- _Task details_
Set down, in full, every record in the block.

(Data extracted from a collection)
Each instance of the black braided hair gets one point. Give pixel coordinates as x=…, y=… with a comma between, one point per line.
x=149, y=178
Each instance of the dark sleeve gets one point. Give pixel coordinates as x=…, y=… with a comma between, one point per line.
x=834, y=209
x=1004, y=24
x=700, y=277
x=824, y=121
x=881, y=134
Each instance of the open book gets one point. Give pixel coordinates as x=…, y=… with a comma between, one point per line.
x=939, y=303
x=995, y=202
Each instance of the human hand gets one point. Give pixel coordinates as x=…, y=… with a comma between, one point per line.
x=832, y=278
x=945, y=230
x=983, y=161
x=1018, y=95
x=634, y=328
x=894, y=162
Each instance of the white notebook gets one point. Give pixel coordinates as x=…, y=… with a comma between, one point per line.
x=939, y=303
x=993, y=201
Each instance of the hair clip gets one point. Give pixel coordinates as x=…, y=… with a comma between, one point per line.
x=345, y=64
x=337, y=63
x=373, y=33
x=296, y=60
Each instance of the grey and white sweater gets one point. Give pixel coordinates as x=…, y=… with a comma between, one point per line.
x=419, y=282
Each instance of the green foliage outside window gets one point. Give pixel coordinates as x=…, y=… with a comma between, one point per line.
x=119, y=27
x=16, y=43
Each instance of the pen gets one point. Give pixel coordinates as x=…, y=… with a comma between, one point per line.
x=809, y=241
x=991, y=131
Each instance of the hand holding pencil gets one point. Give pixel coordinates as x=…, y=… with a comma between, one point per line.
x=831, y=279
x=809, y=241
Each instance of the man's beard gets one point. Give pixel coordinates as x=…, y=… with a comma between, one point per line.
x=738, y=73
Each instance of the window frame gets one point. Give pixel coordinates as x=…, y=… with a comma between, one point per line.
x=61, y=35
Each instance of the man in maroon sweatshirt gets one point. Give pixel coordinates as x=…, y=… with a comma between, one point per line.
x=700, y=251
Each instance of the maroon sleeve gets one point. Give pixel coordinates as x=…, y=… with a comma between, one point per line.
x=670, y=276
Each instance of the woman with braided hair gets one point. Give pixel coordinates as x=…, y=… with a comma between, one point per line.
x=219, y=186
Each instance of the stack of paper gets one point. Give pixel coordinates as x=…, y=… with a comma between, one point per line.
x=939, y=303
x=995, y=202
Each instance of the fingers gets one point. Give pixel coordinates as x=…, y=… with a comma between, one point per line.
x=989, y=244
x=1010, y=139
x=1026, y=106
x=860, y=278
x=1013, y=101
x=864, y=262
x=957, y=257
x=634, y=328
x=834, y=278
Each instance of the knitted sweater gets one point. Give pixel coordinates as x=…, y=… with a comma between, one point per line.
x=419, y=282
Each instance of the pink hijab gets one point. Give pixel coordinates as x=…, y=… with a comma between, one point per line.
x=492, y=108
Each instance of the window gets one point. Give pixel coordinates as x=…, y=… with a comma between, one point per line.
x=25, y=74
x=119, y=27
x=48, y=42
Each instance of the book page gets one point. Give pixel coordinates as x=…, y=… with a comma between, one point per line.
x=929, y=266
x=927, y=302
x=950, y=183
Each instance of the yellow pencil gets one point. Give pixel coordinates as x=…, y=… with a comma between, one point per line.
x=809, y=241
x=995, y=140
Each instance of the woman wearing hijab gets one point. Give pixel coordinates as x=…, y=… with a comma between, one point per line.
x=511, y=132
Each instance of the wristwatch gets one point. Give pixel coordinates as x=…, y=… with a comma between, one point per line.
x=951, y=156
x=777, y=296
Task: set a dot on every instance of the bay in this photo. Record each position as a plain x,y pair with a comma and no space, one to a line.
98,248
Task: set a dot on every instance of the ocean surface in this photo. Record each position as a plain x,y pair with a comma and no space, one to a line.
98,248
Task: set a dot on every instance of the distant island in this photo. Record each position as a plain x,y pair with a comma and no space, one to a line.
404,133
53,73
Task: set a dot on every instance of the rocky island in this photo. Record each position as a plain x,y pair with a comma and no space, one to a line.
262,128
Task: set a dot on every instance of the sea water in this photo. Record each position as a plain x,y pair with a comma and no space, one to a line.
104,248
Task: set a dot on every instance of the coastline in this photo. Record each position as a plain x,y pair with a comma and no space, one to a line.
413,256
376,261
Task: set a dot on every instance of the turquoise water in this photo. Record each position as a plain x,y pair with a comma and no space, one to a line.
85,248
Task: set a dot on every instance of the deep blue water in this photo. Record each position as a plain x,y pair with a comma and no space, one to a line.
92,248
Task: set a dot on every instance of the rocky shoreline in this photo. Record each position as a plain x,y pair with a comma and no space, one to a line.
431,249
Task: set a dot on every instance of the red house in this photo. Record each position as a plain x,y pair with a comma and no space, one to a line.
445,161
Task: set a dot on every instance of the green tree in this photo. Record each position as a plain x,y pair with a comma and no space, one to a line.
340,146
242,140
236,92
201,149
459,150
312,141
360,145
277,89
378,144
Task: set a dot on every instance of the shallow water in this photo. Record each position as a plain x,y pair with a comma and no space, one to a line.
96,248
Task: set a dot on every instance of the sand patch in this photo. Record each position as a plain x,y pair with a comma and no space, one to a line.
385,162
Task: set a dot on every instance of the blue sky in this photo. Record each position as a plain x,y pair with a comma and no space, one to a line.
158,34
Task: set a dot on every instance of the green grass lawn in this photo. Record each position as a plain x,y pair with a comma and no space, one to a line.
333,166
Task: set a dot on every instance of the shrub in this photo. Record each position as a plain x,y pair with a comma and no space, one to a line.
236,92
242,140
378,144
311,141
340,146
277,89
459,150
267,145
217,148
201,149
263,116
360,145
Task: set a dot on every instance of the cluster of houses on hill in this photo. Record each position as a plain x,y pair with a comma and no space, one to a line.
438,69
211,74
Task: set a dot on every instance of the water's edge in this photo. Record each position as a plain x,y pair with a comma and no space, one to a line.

- _Task result_
Each instance of the black braided hair gets one point. Give pixel coordinates as x=…, y=… with a comma between, one point per line.
x=149, y=178
Each instance of the dark sleeve gets one point. Give pixel coordinates as x=…, y=… with a comma between, one point per line.
x=834, y=209
x=1004, y=24
x=700, y=277
x=824, y=121
x=881, y=134
Each instance of the open book gets one point. Give pixel coordinates as x=…, y=… with a comma between, one point per line.
x=939, y=303
x=995, y=202
Each instance of the human hand gets one point. Give pixel coordinates as x=…, y=… with a comma between, one point per line.
x=832, y=278
x=945, y=230
x=983, y=161
x=1018, y=95
x=634, y=328
x=894, y=162
Each instance of the white notebook gets one point. Give pixel coordinates as x=…, y=… with a comma between, one point per line.
x=939, y=303
x=993, y=201
Each instance of the hair clip gets one point. Give pixel coordinates as x=…, y=… with a comma between, one point per line.
x=345, y=64
x=337, y=63
x=373, y=33
x=296, y=60
Each instance of the grey and white sweater gets one point. Give pixel coordinates as x=…, y=… with a comma between, one point per line.
x=419, y=282
Each instance of the green foliage outside window gets one point. Give pixel coordinates as x=…, y=… with a comma between, one point per line.
x=119, y=27
x=16, y=43
Each instance of the pen gets one point. Give pixel coordinates as x=…, y=… with a comma between, one point per line.
x=809, y=241
x=991, y=131
Each instance of the hand holding pencil gets one point. Give pixel coordinates as x=…, y=… with a comma between, one point per line.
x=831, y=279
x=809, y=241
Each instance of the man's beard gets one point. Give pixel coordinates as x=…, y=… with a comma between, one point per line.
x=738, y=73
Each instance of the window frame gets one point. Give pixel coordinates as x=…, y=… with a comma between, one point per line.
x=61, y=35
Each instance of the man in maroon sweatshirt gets one point. Give pixel coordinates as x=…, y=… with a comma between, one point per line.
x=700, y=251
Each instance of the maroon sleeve gets one point. Give pixel coordinates as x=…, y=… with a comma between, one point per line.
x=670, y=276
Each instance of the woman with braided hair gets one point. Give pixel coordinates as x=…, y=… with a comma between, one point per line.
x=219, y=186
Each instance of the stack of paper gets one point. Give pixel coordinates as x=…, y=… with a comma between, one point per line.
x=939, y=303
x=995, y=202
Each instance of the fingers gets one point. Give pixel coordinates as x=…, y=… with a comma between, one point per line.
x=989, y=244
x=1010, y=139
x=1026, y=106
x=860, y=278
x=1013, y=101
x=864, y=262
x=957, y=257
x=634, y=328
x=834, y=278
Each instance of the knitted sweater gets one point. Give pixel coordinates as x=…, y=… with a comma between, one point per line.
x=419, y=282
Each instance of the pink hijab gets one point. Give pixel coordinates as x=…, y=… with a comma between, one point per line.
x=492, y=108
Each instance of the window gets one point. Give pixel coordinates as x=…, y=… with a comma between, one point per line.
x=25, y=74
x=119, y=27
x=48, y=42
Each instance of the book page gets one point. Give pixel coordinates as x=…, y=… with a comma between, one point per line.
x=929, y=266
x=927, y=302
x=950, y=183
Each instance of the yellow pencil gets one point. Give pixel coordinates as x=…, y=… with a comma between, one point per line.
x=809, y=241
x=995, y=140
Each instance of the woman wearing hijab gets one point. Give pixel coordinates as x=…, y=… with a comma between, one point per line.
x=511, y=132
Each instance of the wristwatch gets one point. Give pixel coordinates as x=…, y=… with a comma between, one point per line.
x=951, y=156
x=777, y=296
Task: set a dot on every instance of the bay in this photo. Record each position as a plain x,y pair with a comma and no space, one to a line.
98,248
Task: set a dot on every instance of the ocean surface in this photo. Record each position as a plain x,y pair with a comma and no space, one to a line.
98,248
Task: set a dot on every instance of the distant island in this photo. Record each position as a plain x,y pair with a comma and no space, one to a line.
404,133
53,73
Task: set a dot on every instance of the rocky island in this photo. Record each position as a plain x,y pair with a comma and no space, one to a line.
262,128
Task: set a dot on every instance of the sea water in this photo. Record each position as a plain x,y pair with a comma and no space, one to a line.
104,248
Task: set a dot on every instance of the coastline in this photo. Record each position as a plain x,y pair with a comma and no space, one to a line.
413,256
376,261
Task: set a dot on every instance of the turquoise water in this photo. Record each position as a plain x,y pair with a comma and no space, one to a line.
85,248
Task: set a dot on every instance of the deep blue water in this photo. Record each position as a plain x,y pair with a comma and no space, one to a line.
92,248
Task: set a dot on every instance of the rocky shoreline in this photo. Record each position as a plain x,y pair with a comma and no space, one to a line.
431,249
Task: set a dot on every instance of the red house in this photo. Record each position as a plain x,y pair with a comma and no space, one to a line.
445,161
Task: set a dot on every instance of the green tree in this photo. Record each position as a plain x,y pair with a comma and no space, one to a line.
340,146
242,140
236,92
201,149
459,150
312,141
360,145
277,89
378,144
Task: set a dot on every instance of the shallow water in this photo. Record each position as a plain x,y pair with a comma and no space, one to a line.
96,248
Task: set a dot on every instance of the sand patch in this photo. Record each position as a plain x,y pair with a comma and no space, one to a line.
385,162
Task: set a dot on every instance of the blue sky in this photo. Record each position as a plain x,y pair with a comma and no space, one to a line.
158,34
Task: set a dot on every instance of the green grass lawn in this photo. Record each position as a plain x,y pair with a comma and no space, one to a line.
333,166
Task: set a dot on every instance of the shrub in this photo. Record each position as a plain x,y pair with a comma and no space, one to a line.
236,92
242,140
378,144
311,141
340,146
277,89
459,150
267,145
217,148
201,149
263,116
360,145
Task: set a dot on every instance of the cluster of houses on hill in this photo. Record each position as a plain x,y pair with a comma and no space, one to a line.
438,69
211,74
Task: set a dot on every instance of the water's edge in this photo. Record each position as a plain x,y pair with a comma and no space, one to a line.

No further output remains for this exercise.